[BEGIN Data to use]
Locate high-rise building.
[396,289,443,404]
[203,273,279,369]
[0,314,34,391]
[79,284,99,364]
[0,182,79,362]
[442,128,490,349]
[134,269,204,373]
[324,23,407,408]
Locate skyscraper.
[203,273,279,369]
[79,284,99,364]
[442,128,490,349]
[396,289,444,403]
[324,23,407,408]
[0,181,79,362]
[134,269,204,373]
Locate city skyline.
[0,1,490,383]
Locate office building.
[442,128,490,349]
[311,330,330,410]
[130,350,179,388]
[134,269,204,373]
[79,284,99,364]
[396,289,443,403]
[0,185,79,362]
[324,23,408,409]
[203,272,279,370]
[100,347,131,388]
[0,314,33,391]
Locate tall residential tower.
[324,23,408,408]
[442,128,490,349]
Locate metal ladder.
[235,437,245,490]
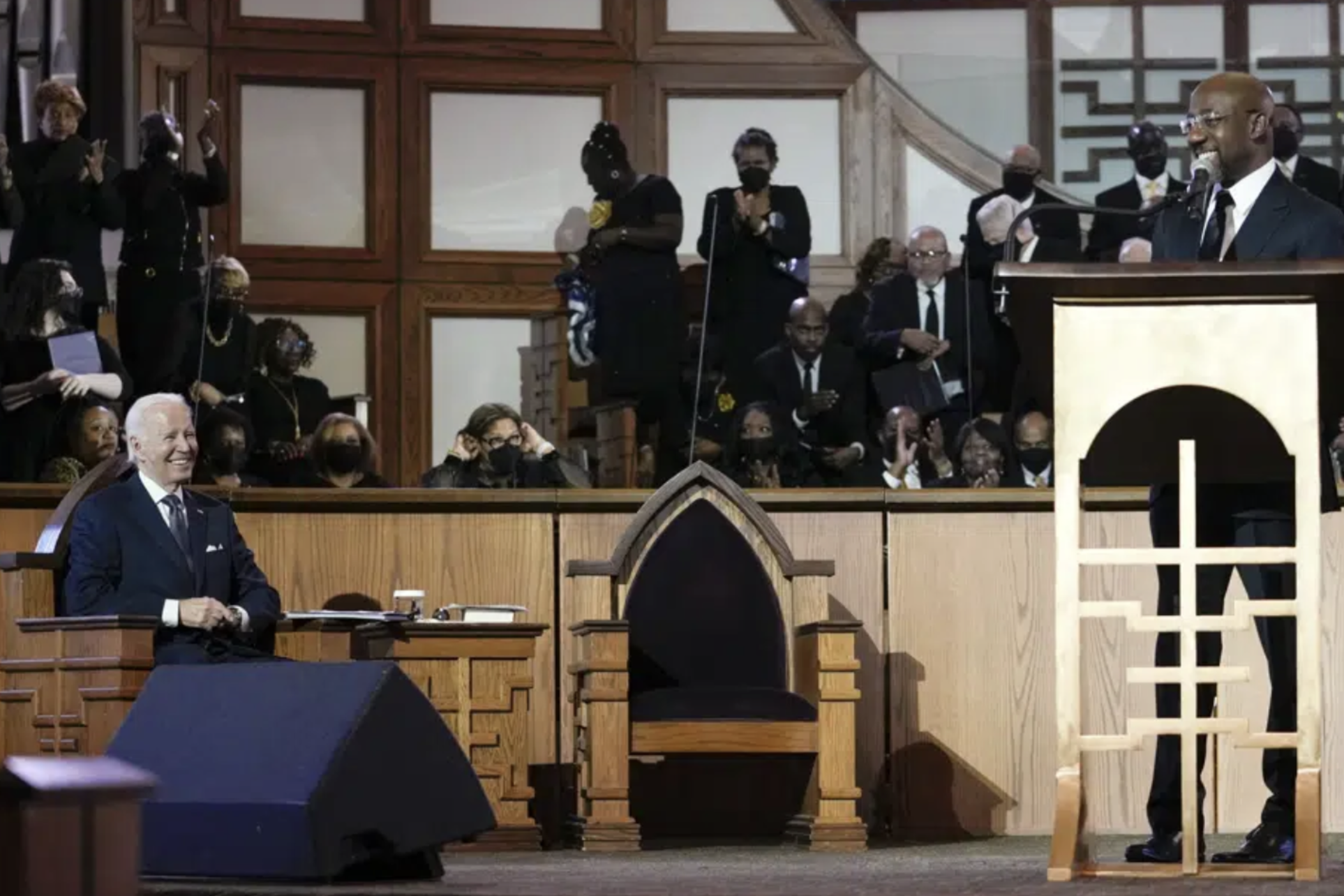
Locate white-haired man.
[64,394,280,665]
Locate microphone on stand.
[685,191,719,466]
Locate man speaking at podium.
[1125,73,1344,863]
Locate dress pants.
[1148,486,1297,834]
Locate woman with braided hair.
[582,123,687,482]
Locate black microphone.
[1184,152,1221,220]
[END Data to use]
[BEGIN Data to use]
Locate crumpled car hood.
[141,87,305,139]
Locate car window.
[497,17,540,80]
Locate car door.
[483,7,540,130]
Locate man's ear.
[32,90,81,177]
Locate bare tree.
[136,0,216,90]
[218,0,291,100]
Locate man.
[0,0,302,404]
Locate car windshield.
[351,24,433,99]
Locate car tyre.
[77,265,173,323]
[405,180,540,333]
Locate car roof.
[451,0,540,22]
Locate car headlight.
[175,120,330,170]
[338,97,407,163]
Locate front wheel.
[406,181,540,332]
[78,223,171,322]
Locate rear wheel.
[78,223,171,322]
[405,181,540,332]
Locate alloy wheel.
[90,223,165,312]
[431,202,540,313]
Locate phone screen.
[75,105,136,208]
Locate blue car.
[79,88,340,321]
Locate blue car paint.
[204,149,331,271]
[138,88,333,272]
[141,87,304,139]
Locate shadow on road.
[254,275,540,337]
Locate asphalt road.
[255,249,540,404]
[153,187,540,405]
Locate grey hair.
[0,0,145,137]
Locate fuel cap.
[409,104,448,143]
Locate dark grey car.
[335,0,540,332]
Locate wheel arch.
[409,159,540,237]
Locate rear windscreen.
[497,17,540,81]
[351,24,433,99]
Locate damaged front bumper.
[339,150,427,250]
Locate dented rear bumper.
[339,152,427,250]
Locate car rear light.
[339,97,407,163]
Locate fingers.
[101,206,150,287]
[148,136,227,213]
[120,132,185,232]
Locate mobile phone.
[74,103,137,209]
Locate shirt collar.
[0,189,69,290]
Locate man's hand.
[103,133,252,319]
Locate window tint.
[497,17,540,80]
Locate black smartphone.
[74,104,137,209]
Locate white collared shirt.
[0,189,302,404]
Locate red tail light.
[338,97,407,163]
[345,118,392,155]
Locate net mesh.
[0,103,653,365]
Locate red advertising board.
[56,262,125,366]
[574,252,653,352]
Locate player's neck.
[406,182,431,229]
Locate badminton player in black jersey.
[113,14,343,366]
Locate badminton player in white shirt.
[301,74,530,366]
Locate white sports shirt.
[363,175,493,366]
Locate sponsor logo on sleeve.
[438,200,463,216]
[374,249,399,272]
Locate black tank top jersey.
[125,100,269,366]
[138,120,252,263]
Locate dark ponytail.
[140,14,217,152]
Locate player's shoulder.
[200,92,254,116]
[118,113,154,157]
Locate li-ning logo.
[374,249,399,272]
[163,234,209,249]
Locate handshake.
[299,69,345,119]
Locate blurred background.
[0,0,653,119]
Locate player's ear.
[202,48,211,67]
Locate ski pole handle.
[END Data to use]
Can you repeat, word for word, everything in the records above from the line containing "Locate grey hair." down to the line containing "[74,103,137,209]", including both of those lines?

**Written reply**:
Locate grey hair.
[0,0,145,137]
Locate fuel cap.
[409,104,448,143]
Locate dark grey car.
[335,0,540,332]
Locate wheel arch.
[409,159,540,237]
Locate rear windscreen.
[497,17,540,81]
[351,24,433,99]
Locate damaged front bumper.
[339,150,427,250]
Locate dented rear bumper.
[339,152,427,250]
Locate car rear light.
[339,97,407,163]
Locate fingers.
[101,206,150,287]
[148,136,227,213]
[120,132,185,232]
Locate mobile phone.
[74,103,137,209]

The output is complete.